> [Records provided]

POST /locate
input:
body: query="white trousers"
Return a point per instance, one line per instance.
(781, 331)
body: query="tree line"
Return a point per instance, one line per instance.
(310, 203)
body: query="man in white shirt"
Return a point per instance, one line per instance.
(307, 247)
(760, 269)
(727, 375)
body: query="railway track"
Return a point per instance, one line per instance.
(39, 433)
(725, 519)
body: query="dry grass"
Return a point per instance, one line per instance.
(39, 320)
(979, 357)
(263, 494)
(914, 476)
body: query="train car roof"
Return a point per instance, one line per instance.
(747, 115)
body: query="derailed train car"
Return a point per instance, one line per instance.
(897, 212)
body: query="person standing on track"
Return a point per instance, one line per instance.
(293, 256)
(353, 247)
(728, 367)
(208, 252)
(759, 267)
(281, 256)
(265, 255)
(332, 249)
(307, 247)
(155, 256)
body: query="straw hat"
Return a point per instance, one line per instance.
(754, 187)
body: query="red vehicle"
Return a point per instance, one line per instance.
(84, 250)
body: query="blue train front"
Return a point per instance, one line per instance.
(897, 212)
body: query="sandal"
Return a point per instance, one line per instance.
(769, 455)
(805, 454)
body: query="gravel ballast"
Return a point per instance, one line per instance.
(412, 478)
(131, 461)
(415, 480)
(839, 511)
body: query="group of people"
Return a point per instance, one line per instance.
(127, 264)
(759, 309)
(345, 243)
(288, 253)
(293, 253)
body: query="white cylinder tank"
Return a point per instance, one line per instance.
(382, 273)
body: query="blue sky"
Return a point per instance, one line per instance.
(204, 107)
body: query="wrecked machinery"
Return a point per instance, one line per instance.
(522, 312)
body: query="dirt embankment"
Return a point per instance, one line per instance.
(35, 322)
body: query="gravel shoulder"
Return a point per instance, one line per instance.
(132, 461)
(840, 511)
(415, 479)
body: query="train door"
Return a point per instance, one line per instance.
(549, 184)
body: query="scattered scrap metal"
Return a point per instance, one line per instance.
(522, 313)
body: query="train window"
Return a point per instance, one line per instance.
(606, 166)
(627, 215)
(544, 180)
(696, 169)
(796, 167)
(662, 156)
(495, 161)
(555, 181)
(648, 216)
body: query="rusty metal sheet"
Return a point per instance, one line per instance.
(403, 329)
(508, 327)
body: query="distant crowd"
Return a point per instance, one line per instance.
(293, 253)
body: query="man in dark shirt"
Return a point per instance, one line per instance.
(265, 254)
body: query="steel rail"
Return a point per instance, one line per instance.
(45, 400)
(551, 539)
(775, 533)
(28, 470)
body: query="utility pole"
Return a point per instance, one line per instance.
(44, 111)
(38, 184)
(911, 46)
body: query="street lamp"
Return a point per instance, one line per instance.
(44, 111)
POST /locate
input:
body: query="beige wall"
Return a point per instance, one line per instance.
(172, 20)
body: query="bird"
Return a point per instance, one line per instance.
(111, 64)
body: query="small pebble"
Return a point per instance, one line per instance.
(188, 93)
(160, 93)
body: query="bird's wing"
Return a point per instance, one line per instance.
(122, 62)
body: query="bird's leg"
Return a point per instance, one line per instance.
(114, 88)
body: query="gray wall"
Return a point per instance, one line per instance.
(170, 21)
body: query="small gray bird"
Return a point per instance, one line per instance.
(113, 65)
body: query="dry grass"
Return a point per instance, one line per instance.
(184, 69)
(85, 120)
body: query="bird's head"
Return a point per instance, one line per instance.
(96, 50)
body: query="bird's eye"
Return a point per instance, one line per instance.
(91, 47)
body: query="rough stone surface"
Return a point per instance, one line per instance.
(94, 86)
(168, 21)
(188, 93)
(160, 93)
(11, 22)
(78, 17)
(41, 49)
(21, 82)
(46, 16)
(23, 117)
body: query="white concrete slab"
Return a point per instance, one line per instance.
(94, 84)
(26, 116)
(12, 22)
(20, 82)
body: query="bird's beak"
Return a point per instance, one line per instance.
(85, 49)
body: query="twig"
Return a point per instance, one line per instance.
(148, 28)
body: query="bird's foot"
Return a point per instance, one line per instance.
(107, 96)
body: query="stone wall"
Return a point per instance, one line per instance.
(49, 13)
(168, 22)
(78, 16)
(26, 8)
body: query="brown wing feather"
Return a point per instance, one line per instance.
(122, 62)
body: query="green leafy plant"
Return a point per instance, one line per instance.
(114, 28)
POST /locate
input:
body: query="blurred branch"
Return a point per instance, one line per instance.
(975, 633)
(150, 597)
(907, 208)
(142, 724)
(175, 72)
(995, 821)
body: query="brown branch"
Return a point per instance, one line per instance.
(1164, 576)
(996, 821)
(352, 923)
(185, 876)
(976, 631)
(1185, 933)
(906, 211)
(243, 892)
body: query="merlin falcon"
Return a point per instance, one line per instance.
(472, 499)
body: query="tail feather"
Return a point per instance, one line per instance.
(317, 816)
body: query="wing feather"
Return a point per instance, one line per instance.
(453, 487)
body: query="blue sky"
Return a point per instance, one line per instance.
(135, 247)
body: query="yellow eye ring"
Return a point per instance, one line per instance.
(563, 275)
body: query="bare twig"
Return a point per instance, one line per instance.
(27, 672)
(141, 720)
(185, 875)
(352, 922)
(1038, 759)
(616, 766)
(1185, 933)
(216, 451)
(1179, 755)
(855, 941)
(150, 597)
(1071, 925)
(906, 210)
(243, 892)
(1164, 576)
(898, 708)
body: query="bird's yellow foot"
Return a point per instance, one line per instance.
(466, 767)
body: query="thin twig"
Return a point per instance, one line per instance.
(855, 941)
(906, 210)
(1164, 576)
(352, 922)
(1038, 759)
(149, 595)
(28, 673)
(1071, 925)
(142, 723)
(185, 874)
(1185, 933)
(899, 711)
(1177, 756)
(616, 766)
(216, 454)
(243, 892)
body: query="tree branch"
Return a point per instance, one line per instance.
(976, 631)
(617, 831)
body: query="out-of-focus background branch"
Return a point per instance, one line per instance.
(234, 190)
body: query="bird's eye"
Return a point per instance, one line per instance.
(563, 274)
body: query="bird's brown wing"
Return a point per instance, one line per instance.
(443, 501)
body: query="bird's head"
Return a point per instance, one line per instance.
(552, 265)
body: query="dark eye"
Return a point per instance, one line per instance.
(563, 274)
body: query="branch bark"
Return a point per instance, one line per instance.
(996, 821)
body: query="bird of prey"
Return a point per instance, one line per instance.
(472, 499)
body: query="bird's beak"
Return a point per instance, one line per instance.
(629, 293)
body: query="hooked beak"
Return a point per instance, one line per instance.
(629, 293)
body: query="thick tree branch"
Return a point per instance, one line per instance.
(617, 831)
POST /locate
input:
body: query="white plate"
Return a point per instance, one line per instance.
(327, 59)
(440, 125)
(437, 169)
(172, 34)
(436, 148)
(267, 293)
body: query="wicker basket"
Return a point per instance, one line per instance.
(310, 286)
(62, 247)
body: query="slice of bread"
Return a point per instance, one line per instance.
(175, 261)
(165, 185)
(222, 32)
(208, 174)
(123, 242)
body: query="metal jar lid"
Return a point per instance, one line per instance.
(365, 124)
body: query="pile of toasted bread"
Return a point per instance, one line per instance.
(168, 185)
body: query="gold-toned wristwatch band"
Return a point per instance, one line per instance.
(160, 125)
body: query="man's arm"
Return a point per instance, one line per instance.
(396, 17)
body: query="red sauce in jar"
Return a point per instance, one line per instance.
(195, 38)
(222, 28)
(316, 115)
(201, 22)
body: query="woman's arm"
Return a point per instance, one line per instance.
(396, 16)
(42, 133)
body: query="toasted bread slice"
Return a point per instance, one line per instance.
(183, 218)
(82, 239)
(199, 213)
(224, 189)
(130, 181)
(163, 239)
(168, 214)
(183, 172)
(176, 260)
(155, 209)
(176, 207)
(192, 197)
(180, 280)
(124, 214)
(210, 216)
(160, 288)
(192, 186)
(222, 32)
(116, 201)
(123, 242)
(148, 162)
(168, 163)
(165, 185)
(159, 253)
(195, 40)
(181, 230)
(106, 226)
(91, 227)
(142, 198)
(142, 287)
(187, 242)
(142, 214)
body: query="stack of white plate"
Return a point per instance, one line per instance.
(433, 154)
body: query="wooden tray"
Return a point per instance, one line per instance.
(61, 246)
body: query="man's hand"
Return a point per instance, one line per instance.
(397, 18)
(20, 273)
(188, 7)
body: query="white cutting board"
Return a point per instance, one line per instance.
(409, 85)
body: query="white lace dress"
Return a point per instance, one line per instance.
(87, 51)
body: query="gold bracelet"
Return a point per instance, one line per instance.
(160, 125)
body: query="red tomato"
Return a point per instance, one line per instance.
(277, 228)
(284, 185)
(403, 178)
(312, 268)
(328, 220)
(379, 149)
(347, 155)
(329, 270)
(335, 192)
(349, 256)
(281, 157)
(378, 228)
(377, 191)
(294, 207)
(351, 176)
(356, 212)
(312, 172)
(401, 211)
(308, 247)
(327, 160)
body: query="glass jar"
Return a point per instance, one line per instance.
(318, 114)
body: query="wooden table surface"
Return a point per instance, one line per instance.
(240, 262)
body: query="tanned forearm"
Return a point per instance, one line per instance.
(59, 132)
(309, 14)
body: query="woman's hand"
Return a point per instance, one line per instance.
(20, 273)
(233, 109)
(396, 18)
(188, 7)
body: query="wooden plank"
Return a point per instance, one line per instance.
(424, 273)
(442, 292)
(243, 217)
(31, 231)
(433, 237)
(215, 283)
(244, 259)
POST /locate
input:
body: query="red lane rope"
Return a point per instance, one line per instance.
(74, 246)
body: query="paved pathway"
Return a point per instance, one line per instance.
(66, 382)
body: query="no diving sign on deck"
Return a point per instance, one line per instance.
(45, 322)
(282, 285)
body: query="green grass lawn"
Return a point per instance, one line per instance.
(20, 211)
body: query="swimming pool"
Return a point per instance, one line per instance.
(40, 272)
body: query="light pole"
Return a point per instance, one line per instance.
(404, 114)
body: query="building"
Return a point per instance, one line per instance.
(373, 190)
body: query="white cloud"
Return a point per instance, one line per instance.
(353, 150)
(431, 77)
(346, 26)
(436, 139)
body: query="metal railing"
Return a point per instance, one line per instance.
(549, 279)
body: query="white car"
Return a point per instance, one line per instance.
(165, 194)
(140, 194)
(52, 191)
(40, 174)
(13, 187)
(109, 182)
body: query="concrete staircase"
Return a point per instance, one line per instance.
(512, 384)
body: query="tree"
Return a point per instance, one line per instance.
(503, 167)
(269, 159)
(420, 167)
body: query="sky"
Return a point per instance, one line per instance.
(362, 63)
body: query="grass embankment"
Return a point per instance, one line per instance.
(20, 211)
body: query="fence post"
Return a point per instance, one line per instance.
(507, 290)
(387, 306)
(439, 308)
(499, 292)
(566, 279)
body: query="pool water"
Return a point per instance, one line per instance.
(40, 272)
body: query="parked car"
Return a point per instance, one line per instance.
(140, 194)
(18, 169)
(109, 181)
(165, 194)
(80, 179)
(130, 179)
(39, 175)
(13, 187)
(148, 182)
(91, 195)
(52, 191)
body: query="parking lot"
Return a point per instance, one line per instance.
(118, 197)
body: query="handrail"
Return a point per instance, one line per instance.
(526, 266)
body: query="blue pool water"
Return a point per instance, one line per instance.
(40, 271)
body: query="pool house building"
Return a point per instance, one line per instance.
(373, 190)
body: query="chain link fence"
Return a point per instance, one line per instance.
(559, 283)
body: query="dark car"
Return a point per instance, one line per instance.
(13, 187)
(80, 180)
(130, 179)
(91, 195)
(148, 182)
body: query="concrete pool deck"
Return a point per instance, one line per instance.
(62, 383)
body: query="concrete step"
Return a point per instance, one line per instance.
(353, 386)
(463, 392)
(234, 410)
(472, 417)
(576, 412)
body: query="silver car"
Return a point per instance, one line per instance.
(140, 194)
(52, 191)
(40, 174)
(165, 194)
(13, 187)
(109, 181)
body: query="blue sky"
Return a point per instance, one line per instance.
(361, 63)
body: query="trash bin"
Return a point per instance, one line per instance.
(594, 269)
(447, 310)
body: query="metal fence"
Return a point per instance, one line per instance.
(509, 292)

> [Exercise]
Check each line of the material for "branch". Copy the ones that have it.

> [Exercise result]
body: query="blurred branch"
body: query="brown branch"
body: query="tree branch"
body: query="out-of-focus background branch"
body: query="branch bark"
body: query="thick tree branch"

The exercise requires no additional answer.